# Ir de culo...



## Sothus

Hello all...

There is an spanish expression, "ir de culo" which means that I have a lot of work, I have no time to breath, eat... because I have a lot of work to do.

Examples:
"¿Me das mas trabajo? ¡Pero si ya voy de culo!" ("You give me more work? I already _voy de culo_!")
"No puedo atenderte ahora, voy de culo" ("Right now I cannot help you, I _voy de culo_")

How is it said in English?

Thank you very much!


----------



## Mei

Hola,

A veces se dice: 

Right now I cannot help you, I'm so busy.

Pero espera a ver qué dicen los nativos, no suena igual que nuestro "ir de culo" 

Salut

Mei


----------



## Davearillo

Pues, una expresión de mi parte del mundo es 

_Up to my eyeballs_ with work etc.


----------



## coldturkey

Davearillo said:
			
		

> Pues, una expresión de mi parte del mundo es
> 
> _Up to my eyeballs_ with work etc.


----------



## Antpax

I have always used this expressión meaning things are not been doing properly, so there are little chances os success. For example, the other watching the match against France I said to my friend: "Jugando así vamos de culo"--> "Playing like this..."


----------



## Sothus

Never heard of that use before...

Probably different regions have different meanings for the same expression...


----------



## sylvie38

hello
try this : I'm overbooked / overloaded; I have enough extra work; I'm already working at full capacity;
to be confirmed of course


----------



## Davearillo

I'm overbooked / overloaded etc.

OBJETIVO DE LA TAREA: Escribe la continuación del hilo del foro sobre la expresión «ir de culo» a partir de su último mensaje. Los ítems no guardan relación con el hilo sobre «ir de culo».

Etiquetas de puntos de objeto:

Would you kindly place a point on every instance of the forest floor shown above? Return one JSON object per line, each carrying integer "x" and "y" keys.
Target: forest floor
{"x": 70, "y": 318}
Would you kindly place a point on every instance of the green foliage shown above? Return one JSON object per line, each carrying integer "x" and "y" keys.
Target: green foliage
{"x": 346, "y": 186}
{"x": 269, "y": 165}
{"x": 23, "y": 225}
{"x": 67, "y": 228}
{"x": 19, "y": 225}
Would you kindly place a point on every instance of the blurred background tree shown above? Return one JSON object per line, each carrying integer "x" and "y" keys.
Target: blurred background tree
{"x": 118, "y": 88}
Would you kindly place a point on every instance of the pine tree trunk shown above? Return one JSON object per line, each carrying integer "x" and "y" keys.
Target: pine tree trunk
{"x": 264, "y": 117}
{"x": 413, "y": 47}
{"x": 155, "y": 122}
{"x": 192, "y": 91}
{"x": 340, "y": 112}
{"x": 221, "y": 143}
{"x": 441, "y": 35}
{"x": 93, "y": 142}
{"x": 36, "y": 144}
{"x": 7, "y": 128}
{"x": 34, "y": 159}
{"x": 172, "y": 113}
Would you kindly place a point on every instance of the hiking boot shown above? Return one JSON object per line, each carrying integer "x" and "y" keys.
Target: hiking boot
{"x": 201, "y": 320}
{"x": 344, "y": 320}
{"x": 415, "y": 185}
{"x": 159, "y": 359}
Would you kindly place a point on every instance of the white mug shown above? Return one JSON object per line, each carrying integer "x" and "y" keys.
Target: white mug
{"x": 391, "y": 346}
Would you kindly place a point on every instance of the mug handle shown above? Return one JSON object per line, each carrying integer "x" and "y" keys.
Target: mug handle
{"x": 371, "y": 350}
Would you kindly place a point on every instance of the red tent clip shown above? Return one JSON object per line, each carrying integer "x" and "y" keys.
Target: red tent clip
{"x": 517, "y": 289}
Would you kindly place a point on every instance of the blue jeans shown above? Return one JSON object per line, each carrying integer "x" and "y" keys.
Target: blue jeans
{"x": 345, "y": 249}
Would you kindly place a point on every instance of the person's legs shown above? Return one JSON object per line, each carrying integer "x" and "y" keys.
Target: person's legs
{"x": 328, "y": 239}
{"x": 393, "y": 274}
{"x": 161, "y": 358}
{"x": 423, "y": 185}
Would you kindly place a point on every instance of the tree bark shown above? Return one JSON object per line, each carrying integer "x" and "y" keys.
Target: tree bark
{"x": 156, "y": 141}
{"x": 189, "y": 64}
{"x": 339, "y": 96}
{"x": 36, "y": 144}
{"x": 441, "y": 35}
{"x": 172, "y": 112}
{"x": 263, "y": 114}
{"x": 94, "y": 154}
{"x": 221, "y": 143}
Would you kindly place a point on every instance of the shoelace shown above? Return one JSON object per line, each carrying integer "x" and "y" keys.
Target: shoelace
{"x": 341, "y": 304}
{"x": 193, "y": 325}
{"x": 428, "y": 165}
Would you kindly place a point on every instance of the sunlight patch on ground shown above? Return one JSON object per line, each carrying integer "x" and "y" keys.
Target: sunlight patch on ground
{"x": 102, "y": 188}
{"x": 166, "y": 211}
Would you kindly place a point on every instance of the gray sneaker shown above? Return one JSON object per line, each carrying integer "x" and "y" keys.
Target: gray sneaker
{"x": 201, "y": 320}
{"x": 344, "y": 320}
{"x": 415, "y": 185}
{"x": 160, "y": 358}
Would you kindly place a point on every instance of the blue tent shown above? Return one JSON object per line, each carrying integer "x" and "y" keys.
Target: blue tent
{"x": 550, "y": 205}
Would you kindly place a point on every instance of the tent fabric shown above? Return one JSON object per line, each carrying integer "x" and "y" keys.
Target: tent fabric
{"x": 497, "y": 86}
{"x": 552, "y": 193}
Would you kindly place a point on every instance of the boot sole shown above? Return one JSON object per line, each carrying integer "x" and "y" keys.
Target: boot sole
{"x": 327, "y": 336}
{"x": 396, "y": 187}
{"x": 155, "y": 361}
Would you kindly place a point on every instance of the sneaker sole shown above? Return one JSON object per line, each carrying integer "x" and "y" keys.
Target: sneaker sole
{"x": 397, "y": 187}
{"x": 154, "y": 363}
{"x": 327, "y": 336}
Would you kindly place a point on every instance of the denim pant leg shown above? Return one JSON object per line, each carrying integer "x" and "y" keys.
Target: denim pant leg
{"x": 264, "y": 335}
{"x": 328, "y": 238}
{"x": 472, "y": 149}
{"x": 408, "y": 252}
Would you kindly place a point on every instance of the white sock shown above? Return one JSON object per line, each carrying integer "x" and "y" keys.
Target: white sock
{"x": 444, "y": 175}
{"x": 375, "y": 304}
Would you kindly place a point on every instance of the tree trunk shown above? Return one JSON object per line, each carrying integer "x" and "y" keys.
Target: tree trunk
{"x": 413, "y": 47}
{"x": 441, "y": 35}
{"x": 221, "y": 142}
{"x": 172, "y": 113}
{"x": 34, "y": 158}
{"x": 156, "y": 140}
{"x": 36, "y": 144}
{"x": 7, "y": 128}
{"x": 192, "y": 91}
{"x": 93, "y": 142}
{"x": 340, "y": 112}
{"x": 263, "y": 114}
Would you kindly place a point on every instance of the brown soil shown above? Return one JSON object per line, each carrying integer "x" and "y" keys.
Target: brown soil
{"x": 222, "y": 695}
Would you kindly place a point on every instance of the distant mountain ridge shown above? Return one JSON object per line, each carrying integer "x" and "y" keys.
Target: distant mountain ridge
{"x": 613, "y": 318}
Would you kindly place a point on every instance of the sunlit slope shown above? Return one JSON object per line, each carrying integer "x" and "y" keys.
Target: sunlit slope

RESULTADO:
True, but _Ir de culo_ is pretty colloquial. And these phrases are a little more formal.  Another option could be snowed under. As in: 

 i can't go out tonight, i´m snowed under with work. 

Más ??


----------



## EVAVIGIL

Yo tampoco la había oído antes...
Buscaré un poco.
Un saludito.
EVA.


----------



## EVAVIGIL

Pues sí, Sothus, tenías razón.

Ésto es de www.hispanicus.com:



> *culo* Río de la Plata Chiripa, suerte. (hacer uno de su culo un pito) Río de la Plata Hacer lo que le sale del pie. *(ir alguien de culo) España Estar agobiado.* (mandar a tomar por culo) España Mandar a la mierda, al carajo. (tener culo) España Ser caradura, fresco. (traer de culo) España Volver loco.



Dicho lo cual, la traducción de Devearillo me parece estupenda, pues mantiene el sentido coloquial: *Up to my eyeballs with work.*

Saluditos.

EVA.


----------



## Davearillo

Antpax said:
			
		

> I said to my friend: "Jugando así vamos de culo"--> "Playing like this..."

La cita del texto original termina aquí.